*Data shown*
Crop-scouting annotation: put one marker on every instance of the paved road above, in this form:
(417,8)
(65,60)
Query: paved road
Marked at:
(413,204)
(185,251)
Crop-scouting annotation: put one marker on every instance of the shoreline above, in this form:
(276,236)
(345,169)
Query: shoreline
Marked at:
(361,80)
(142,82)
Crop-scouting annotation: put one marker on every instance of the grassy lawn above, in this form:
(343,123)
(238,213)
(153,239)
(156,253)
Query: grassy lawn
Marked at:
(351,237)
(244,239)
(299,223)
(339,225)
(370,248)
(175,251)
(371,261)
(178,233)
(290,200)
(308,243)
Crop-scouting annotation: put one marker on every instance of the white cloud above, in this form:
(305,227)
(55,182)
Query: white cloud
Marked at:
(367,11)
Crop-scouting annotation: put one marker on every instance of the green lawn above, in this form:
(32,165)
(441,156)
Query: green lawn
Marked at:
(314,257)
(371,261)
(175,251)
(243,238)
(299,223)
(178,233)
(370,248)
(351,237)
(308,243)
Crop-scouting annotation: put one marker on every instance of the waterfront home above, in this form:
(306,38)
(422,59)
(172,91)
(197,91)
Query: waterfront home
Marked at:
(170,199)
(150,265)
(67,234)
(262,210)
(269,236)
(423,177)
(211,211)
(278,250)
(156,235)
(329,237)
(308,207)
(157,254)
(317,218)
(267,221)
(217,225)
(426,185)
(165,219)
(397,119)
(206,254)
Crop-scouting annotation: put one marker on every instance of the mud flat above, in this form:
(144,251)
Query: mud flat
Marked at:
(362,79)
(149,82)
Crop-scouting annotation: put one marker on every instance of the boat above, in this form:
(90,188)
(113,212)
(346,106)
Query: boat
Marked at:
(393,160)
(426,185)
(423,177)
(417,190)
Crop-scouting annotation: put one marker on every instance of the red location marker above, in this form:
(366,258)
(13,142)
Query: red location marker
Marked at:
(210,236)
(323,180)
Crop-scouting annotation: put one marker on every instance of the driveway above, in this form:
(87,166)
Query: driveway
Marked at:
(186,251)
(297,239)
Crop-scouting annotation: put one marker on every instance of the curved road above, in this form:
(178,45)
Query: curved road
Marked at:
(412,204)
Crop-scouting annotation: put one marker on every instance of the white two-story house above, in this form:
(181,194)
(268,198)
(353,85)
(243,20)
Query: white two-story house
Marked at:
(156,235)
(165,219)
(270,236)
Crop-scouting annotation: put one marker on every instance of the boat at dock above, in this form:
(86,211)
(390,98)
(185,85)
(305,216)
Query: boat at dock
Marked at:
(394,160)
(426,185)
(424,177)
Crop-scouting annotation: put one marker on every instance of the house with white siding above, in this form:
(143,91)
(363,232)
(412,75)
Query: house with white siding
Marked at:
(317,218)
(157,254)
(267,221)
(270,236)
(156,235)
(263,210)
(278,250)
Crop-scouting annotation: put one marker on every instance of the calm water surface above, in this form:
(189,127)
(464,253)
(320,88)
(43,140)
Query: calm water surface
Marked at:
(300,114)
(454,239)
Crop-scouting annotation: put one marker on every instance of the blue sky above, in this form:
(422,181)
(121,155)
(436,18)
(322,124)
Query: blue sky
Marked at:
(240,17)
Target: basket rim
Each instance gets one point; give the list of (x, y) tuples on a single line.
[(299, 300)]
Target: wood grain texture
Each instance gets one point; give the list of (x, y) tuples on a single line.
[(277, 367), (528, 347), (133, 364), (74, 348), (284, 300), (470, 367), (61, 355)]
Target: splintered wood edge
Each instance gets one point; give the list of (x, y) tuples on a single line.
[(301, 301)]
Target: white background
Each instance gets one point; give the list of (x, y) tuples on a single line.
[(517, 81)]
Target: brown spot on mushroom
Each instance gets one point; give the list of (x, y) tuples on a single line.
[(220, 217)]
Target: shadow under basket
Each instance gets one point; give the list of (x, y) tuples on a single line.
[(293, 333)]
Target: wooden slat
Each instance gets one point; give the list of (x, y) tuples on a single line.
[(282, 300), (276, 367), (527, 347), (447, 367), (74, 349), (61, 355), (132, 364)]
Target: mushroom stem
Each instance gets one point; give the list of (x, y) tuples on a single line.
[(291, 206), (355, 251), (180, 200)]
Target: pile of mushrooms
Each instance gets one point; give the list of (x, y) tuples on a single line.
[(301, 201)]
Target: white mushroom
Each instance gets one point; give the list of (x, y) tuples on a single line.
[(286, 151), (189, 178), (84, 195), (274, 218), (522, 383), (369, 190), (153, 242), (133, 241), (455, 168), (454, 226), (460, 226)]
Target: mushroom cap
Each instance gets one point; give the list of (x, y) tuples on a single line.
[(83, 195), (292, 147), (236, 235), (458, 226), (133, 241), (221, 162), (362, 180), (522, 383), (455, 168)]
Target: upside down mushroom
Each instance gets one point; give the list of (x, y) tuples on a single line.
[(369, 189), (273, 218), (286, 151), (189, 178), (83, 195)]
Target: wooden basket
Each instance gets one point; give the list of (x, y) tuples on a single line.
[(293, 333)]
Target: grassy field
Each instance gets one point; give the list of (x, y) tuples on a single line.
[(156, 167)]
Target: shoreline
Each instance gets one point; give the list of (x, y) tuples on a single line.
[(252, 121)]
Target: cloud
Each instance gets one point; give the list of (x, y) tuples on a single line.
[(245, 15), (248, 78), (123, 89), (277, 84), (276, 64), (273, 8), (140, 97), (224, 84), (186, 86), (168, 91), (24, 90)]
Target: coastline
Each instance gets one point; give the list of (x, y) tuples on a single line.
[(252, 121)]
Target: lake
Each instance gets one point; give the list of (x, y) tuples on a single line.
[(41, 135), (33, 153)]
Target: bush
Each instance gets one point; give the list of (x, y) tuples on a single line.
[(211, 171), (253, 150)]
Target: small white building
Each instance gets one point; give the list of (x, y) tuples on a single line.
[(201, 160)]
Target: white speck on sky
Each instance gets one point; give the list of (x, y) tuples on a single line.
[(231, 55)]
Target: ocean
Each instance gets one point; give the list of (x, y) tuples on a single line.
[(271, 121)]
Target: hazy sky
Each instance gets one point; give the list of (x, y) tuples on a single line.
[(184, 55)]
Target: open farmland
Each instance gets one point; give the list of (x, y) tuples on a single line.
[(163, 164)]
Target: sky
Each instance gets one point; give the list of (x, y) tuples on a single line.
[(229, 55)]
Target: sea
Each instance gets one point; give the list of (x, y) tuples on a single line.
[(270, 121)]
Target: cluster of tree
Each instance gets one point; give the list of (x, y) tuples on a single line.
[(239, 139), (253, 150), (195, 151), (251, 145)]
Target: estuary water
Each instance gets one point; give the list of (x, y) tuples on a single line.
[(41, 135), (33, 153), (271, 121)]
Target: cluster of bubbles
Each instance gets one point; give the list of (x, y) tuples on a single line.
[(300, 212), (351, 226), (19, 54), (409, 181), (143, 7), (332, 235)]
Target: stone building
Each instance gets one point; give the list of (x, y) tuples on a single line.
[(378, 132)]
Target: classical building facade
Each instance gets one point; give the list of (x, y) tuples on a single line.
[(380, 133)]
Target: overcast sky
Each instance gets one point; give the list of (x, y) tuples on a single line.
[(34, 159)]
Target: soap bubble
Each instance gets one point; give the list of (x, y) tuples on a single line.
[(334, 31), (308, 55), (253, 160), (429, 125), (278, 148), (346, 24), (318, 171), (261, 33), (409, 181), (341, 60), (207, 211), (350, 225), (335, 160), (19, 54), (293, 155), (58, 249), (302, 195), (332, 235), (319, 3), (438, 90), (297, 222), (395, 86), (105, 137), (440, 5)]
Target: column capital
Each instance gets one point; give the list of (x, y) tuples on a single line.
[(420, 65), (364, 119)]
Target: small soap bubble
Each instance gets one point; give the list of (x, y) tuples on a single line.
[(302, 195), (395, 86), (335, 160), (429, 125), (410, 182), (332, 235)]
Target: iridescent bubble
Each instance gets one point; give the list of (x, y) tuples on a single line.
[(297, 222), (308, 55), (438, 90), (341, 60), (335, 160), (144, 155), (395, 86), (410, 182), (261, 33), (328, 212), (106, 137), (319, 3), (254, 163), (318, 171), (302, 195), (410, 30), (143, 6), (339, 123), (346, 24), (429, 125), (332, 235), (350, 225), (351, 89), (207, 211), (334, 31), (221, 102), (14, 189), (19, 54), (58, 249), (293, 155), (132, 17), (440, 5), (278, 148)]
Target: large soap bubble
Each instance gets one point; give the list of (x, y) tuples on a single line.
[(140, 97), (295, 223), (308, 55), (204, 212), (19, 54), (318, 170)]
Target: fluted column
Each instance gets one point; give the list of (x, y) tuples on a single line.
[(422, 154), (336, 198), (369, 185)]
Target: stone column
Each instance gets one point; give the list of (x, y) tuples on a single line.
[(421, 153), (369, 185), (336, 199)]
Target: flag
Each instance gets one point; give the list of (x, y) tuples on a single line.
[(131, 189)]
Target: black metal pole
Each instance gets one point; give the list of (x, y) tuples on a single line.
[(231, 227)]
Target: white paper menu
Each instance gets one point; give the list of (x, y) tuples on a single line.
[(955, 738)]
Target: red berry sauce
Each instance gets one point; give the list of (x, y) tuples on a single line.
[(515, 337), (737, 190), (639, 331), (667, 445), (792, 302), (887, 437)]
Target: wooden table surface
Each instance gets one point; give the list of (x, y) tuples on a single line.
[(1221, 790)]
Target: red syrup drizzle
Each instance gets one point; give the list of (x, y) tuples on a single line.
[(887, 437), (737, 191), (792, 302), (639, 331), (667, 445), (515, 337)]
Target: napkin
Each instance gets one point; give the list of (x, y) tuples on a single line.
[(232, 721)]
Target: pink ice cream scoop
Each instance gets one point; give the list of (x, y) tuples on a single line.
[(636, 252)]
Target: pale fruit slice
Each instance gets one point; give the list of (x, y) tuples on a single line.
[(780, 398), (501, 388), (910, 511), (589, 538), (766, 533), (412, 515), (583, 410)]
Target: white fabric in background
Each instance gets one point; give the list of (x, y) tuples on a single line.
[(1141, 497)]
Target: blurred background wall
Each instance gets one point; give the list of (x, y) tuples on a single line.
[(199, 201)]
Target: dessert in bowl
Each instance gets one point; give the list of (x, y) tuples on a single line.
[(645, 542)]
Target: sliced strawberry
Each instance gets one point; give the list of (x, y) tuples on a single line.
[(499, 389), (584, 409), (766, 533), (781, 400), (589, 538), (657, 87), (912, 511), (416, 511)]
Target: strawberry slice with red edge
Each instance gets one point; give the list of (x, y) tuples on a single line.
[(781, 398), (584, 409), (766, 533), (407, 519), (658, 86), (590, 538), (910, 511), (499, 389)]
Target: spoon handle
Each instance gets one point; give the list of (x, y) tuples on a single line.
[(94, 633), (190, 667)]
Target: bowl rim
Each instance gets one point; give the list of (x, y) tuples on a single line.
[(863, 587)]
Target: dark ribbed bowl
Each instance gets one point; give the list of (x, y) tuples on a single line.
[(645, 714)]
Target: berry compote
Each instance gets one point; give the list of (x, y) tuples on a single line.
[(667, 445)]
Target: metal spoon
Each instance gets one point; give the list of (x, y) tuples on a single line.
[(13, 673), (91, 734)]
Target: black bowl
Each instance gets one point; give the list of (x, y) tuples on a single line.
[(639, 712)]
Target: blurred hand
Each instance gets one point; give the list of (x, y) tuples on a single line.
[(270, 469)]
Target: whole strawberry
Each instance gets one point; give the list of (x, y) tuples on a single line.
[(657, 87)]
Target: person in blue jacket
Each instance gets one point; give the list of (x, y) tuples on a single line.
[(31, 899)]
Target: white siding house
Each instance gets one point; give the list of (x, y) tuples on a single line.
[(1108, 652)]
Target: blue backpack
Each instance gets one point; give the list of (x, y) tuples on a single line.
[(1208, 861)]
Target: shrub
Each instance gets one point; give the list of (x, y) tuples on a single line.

*Problem requirements*
Can you format the lines in the records as a JSON list of strings, starting with the line that contains "Target: white mushroom" and going on through the line that contains "226), (460, 226)]", with one string per line and blank lines left out?

*Result for this task*
[
  "Target: white mushroom",
  "Each instance gets one point; give the list of (x, y) tuples on a single line.",
  "[(286, 151), (189, 178), (84, 195), (274, 218), (522, 383), (369, 190), (153, 242), (133, 241), (455, 168), (454, 226), (460, 226)]"
]